The Federal Trade Commission has proposed a rule addressing petroleum market price manipulation. The proposed rule is modeled after rules already enforced by the Security and Exchange Commission regarding stock sales and by the Federal Energy Regulatory Commission concerning electricity and natural gas transactions. The rule would make it illegal to use fraudulent or deceptive practices when selling crude oil, gasoline or petroleum distillates at wholesale. Refiners, pipelines or investment banks would be prohibited from providing false information to private data services to deceive others.
Democratic Senators say a government report issued last month on oil prices was based on flawed information. They’re asking for an investigation into the matter. In a letter to the inspector general of the Commodity Futures Trading Commission, four Senators criticized an interim study that said fundamental supply-and-demand factors were to blame for the run-up in oil prices. The study played down the role of speculation. The Senators said the study was based on inaccurate data and they questioned the timing of its release. The study was issued a few days before the Senate voted not to move forward on legislation that would have required the commission to set limits on trading in oil markets by investors and speculators.
AAA Texas reports the average cost per gallon for regular unleaded gasoline slipped to $3.64, or down ten cents in the past week. Nationally gas prices also tumbled, by seven cents, to settle at $3.78. That’s down about a penny a gallon over the past day, marking further pullback from the peak in gas prices in mid-July. The association reports gas prices in Texas are still 96 cents higher than one year ago. Corpus Christi has the least expensive gasoline this week, at just below $3.59 a gallon. El Paso was on the high end, at $3.74 per gallon. AAA Texas spokesman Dan Ronan says the price of crude oil has fallen some $30 a barrel in recent weeks and that’s translating into big cuts at gas stations.
If you are waiting for a DVD from Netflix, you may have to wait a while longer. The DVD-by-mail service says it has been hit with technical problems, hurting its ability to send out disks. A Netflix spokesman says it was able to send out some discs Wednesday, but none were shipped on Tuesday and it hadn’t shipped any this morning either. The problems affect all of Netflix’s 55 shipping centers. The company hasn’t specified the problems, nor has it identified the root cause. About a third of the company’s more than eight million subscribers are currently waiting for DVDs held up by the problems.

- - - - - - -

Short task 1
Please rescale the records starting with the line that contains "the blue sky" and going on through the end of the records. Write those lines out again, requests included, with every coordinate in the answers multiplied by 1.25 and rounded to whole numbers, halves rounded up.

The data
- - - - - - -

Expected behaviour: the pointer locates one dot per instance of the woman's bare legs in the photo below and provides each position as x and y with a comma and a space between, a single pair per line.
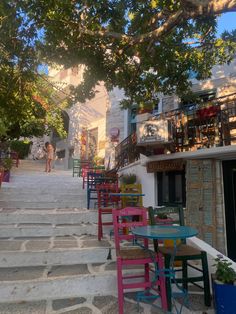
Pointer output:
48, 165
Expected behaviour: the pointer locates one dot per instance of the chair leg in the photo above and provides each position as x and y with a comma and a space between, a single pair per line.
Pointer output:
162, 283
120, 287
88, 199
185, 274
206, 282
168, 283
100, 231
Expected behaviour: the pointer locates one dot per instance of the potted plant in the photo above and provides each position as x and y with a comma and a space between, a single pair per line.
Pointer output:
224, 286
128, 178
6, 163
163, 219
145, 107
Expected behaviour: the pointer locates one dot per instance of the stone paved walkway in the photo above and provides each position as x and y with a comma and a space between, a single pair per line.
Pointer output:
33, 207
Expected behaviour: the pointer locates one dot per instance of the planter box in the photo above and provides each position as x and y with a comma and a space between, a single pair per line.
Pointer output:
6, 177
224, 297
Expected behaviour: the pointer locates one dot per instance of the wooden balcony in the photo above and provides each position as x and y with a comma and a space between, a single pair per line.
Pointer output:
192, 128
127, 151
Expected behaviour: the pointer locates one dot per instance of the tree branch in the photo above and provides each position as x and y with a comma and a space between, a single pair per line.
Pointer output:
189, 9
208, 7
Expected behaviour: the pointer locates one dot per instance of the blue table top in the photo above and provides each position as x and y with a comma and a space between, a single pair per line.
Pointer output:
126, 194
165, 232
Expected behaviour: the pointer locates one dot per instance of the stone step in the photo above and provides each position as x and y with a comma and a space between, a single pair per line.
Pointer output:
56, 217
65, 281
77, 203
96, 304
46, 230
54, 251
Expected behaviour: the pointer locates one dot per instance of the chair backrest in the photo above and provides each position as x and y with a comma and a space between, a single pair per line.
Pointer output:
174, 213
93, 178
76, 162
132, 188
103, 191
125, 219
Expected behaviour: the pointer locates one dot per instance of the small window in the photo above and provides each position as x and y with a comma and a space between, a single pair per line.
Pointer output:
171, 188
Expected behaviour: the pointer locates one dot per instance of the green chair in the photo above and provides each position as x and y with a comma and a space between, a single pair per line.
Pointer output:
184, 254
76, 167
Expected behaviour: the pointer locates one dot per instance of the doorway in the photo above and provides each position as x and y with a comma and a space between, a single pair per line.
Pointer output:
229, 176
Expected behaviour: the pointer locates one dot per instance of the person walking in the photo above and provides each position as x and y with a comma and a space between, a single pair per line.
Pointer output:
49, 156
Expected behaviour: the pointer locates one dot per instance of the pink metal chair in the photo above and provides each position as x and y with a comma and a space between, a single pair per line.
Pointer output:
105, 204
128, 255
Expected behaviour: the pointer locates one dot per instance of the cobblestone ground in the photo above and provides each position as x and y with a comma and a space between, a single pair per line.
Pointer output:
31, 190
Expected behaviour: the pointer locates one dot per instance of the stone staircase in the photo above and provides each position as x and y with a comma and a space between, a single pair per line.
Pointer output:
50, 258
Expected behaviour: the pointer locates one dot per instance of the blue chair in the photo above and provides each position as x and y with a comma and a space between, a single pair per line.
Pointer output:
184, 254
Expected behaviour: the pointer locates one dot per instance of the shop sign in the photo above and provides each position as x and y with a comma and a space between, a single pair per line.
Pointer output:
154, 132
165, 165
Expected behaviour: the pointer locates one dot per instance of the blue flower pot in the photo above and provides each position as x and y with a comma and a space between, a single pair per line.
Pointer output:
224, 296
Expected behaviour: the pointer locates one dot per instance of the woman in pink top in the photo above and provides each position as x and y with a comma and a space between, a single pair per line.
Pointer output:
49, 156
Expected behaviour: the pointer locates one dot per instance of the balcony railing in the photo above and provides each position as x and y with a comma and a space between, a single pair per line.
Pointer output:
194, 127
127, 151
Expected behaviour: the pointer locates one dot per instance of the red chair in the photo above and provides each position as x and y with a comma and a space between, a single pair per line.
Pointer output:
105, 204
132, 255
15, 158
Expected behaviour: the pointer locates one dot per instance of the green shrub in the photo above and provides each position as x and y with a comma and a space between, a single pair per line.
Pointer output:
21, 147
128, 178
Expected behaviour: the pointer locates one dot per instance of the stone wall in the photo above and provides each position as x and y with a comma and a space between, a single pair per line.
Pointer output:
114, 119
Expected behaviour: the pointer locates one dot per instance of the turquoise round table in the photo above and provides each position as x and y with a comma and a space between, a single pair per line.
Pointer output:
165, 232
161, 233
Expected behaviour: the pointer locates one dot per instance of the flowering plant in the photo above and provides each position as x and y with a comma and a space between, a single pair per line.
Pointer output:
224, 272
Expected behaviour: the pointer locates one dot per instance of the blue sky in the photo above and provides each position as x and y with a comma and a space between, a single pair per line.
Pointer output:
227, 22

- - - - - - -

Short task 2
List every federal commission named in the news briefs.

Task output 1
Expected behaviour: the pointer locates one dot per instance of the blue sky in the photo above and provides each position as x and y with a comma and a space between, a single pair per line.
Pointer output:
284, 28

Task output 2
Federal Trade Commission
Security and Exchange Commission
Federal Energy Regulatory Commission
Commodity Futures Trading Commission